▶ **GOAL**
Please transcribe the listing below exactly, starting with the line that contains "Q: Put a point on each instance of the man's hand" and going on through the end of the listing.

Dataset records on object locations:
■ ■ ■

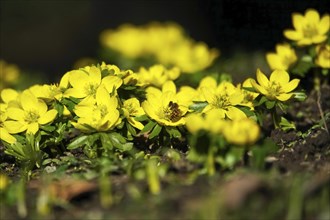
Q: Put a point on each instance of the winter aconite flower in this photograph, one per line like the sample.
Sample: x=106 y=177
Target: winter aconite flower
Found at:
x=225 y=97
x=309 y=28
x=86 y=81
x=157 y=75
x=278 y=87
x=210 y=122
x=164 y=106
x=284 y=57
x=28 y=117
x=99 y=114
x=323 y=56
x=4 y=134
x=132 y=108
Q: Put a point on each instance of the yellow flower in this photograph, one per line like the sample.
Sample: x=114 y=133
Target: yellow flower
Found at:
x=192 y=57
x=224 y=97
x=132 y=108
x=4 y=134
x=241 y=132
x=284 y=57
x=164 y=106
x=309 y=29
x=31 y=113
x=86 y=81
x=323 y=56
x=157 y=75
x=210 y=121
x=99 y=114
x=278 y=87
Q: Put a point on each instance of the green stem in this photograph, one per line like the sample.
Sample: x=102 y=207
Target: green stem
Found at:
x=152 y=176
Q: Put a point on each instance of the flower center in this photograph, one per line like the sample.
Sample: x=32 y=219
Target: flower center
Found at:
x=310 y=31
x=274 y=89
x=90 y=89
x=172 y=112
x=221 y=101
x=31 y=117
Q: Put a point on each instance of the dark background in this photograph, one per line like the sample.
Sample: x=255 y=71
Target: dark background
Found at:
x=50 y=35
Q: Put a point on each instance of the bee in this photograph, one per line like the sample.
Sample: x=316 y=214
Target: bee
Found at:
x=175 y=114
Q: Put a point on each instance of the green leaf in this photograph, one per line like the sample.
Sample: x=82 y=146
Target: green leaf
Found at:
x=303 y=66
x=78 y=142
x=286 y=125
x=198 y=106
x=155 y=131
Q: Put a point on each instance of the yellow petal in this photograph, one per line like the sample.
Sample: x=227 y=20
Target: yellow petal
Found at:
x=169 y=86
x=14 y=127
x=8 y=95
x=293 y=35
x=324 y=24
x=290 y=86
x=111 y=83
x=274 y=61
x=5 y=136
x=28 y=101
x=135 y=123
x=259 y=88
x=284 y=97
x=280 y=76
x=312 y=16
x=32 y=128
x=235 y=113
x=95 y=75
x=78 y=79
x=262 y=78
x=48 y=117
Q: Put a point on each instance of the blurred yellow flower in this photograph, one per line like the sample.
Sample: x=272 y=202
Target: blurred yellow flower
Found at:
x=4 y=181
x=86 y=81
x=284 y=57
x=323 y=56
x=132 y=108
x=99 y=114
x=165 y=42
x=164 y=106
x=157 y=75
x=31 y=113
x=278 y=87
x=242 y=131
x=9 y=74
x=225 y=97
x=248 y=95
x=309 y=28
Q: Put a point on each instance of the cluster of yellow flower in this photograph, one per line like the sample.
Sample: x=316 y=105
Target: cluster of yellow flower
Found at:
x=166 y=43
x=310 y=30
x=98 y=105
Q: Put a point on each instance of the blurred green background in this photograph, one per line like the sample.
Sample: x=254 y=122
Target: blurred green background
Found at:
x=50 y=35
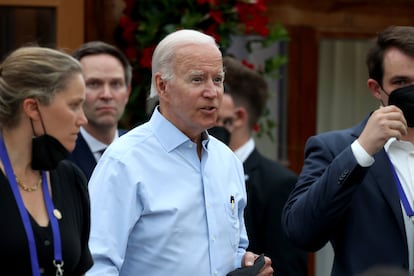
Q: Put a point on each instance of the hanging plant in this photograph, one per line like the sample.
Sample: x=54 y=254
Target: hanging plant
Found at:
x=144 y=23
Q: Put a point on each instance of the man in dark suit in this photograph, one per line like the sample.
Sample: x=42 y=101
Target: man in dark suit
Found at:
x=108 y=75
x=355 y=189
x=268 y=183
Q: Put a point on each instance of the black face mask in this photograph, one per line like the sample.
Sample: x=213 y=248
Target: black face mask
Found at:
x=403 y=98
x=220 y=133
x=47 y=151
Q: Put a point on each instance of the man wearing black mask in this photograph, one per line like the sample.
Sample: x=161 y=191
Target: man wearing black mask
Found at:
x=224 y=126
x=268 y=183
x=355 y=189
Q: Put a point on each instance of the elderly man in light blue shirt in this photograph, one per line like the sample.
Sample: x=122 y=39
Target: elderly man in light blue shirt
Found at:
x=167 y=198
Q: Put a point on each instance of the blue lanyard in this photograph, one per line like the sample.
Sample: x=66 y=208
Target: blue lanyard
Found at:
x=408 y=210
x=58 y=262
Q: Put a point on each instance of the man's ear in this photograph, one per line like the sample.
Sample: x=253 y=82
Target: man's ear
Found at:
x=31 y=108
x=241 y=116
x=161 y=85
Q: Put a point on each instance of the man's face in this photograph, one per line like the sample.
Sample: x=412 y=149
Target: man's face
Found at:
x=398 y=72
x=191 y=99
x=106 y=90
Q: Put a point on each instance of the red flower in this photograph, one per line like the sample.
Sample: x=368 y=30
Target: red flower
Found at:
x=211 y=2
x=129 y=26
x=131 y=52
x=146 y=56
x=256 y=127
x=247 y=64
x=217 y=16
x=129 y=7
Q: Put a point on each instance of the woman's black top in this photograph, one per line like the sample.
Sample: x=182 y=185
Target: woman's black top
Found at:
x=70 y=197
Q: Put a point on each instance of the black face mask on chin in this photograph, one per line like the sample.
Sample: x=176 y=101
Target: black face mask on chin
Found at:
x=220 y=133
x=47 y=151
x=403 y=98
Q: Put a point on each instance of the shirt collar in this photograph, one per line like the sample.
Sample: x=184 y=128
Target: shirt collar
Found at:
x=244 y=151
x=94 y=144
x=169 y=135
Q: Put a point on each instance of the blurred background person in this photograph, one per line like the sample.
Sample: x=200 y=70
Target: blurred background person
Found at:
x=268 y=183
x=45 y=218
x=108 y=75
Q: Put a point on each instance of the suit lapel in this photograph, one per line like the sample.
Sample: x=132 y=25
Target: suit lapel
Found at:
x=250 y=165
x=382 y=174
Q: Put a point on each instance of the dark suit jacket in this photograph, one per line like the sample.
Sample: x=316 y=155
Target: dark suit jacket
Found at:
x=83 y=157
x=357 y=209
x=268 y=187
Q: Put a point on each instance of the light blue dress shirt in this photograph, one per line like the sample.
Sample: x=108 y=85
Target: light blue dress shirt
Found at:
x=158 y=210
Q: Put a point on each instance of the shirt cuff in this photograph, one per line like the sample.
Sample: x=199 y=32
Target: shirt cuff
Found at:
x=362 y=157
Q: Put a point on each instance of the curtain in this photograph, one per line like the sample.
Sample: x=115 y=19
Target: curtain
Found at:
x=343 y=96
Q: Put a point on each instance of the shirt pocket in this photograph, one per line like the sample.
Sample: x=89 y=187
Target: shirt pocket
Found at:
x=232 y=216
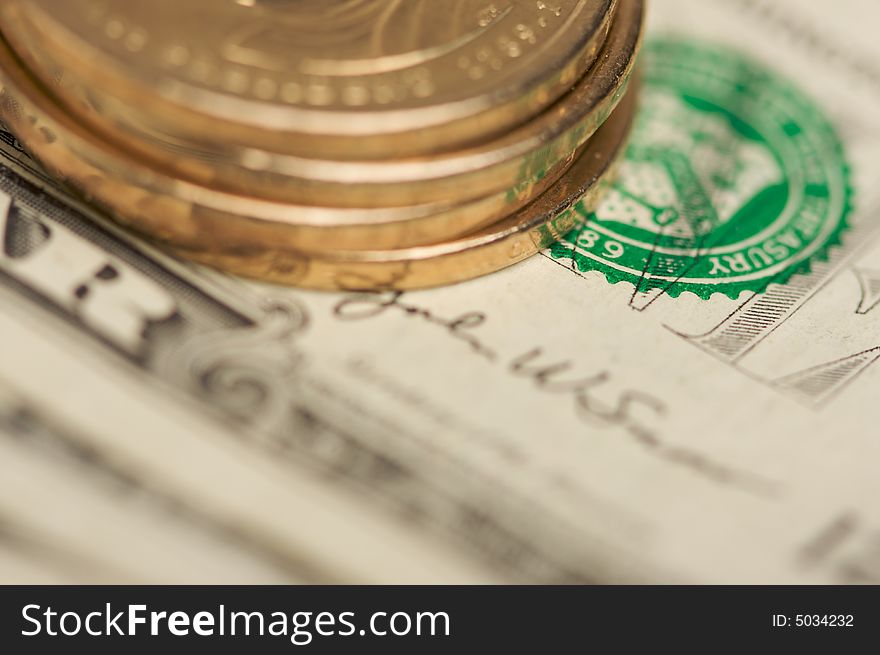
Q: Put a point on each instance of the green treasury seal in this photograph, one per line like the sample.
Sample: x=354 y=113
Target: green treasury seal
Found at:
x=733 y=179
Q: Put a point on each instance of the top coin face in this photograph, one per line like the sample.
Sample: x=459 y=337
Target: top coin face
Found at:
x=427 y=75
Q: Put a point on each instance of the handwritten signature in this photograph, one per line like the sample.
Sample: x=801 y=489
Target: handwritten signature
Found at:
x=557 y=378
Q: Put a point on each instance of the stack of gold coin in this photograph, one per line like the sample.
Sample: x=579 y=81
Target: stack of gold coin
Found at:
x=333 y=144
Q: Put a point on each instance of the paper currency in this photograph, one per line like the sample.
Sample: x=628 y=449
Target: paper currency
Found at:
x=538 y=425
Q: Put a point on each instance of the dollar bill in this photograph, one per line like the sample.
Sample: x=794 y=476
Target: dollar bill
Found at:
x=586 y=416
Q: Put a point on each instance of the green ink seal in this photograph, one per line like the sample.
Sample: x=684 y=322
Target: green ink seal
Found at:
x=733 y=179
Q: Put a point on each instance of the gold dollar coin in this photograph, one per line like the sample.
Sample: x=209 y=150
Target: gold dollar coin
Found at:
x=322 y=78
x=183 y=211
x=520 y=157
x=150 y=202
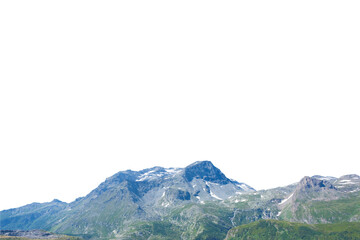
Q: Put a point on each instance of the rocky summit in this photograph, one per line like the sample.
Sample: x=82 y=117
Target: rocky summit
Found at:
x=195 y=202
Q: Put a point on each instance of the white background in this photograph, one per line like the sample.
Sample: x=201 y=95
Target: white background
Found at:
x=266 y=90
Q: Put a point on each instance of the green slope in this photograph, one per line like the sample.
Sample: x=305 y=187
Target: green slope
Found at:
x=274 y=229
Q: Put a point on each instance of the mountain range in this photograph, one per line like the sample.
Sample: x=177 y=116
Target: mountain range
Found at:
x=195 y=202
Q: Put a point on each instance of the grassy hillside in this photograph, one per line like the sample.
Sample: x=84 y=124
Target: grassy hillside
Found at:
x=273 y=229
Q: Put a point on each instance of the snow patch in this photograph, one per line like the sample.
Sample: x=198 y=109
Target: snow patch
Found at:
x=285 y=200
x=214 y=196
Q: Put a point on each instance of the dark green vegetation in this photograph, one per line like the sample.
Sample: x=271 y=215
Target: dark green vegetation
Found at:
x=274 y=229
x=196 y=202
x=33 y=234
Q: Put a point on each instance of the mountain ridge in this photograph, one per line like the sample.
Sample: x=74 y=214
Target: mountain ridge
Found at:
x=191 y=201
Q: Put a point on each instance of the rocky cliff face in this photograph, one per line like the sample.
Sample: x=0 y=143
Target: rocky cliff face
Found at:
x=128 y=197
x=196 y=202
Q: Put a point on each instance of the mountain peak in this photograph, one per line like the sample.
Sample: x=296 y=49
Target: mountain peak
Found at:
x=314 y=183
x=205 y=170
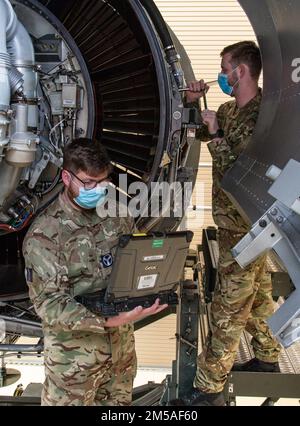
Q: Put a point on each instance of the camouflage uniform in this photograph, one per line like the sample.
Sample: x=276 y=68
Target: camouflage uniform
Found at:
x=85 y=363
x=243 y=299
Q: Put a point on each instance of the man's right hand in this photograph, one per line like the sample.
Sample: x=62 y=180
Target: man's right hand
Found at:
x=136 y=314
x=196 y=90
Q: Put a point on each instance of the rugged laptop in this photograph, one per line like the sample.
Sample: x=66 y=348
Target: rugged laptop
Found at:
x=145 y=267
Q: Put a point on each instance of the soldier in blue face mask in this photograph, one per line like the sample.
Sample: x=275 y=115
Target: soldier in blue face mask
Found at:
x=69 y=251
x=243 y=298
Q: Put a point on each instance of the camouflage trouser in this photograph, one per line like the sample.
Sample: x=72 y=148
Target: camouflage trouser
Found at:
x=242 y=301
x=89 y=369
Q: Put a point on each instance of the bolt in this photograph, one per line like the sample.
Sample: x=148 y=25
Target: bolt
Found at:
x=177 y=115
x=262 y=223
x=274 y=211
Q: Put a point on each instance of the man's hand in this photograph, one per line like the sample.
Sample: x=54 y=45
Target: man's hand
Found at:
x=210 y=119
x=134 y=315
x=197 y=88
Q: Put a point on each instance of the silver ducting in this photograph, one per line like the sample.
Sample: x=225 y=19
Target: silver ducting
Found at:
x=17 y=75
x=8 y=23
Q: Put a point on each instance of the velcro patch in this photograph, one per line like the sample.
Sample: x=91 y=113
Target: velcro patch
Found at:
x=106 y=260
x=28 y=275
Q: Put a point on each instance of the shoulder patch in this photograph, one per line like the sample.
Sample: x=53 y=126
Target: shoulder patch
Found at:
x=28 y=275
x=106 y=260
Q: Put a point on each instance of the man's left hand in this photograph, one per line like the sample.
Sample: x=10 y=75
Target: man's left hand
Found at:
x=210 y=119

■ ■ ■

▶ **THE COMPLETED TASK**
Q: Put a point on each instance of the man's hand in this photograph, one per line like the sample.
Sample: x=54 y=45
Target: man's hand
Found at:
x=210 y=119
x=134 y=315
x=197 y=88
Q: Put a point on each instance of the silver ducting in this photograph, one per line like the sample.
Sample: x=225 y=19
Target: silver ducting
Found at:
x=17 y=75
x=8 y=23
Q: Put a point on each instance of the velcro patch in this photograph, one per line like the sample.
Sample: x=91 y=113
Target: velcro patch
Found at:
x=106 y=260
x=28 y=275
Q: Put a point on each instance of the shoulder patch in this photograph, one per line like the sample.
Sample: x=53 y=126
Target: shoulder patch
Found at:
x=28 y=275
x=106 y=260
Q: Put a point on each instance of the man's left hand in this photograph, one per line like the sample.
Sample: x=10 y=75
Target: man's left hand
Found at:
x=210 y=119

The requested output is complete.